TASK DESCRIPTION — Add 45 to each coordinate in the answers of the listing below, and write out every line of the listing again, the requests included.

++++++++++++++++++++

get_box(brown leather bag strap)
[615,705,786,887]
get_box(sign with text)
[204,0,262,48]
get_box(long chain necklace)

++++++++++++++++++++

SOLUTION BELOW —
get_box(brown leather bag strap)
[660,750,831,932]
get_box(sign with text)
[249,45,307,93]
get_box(long chain necklace)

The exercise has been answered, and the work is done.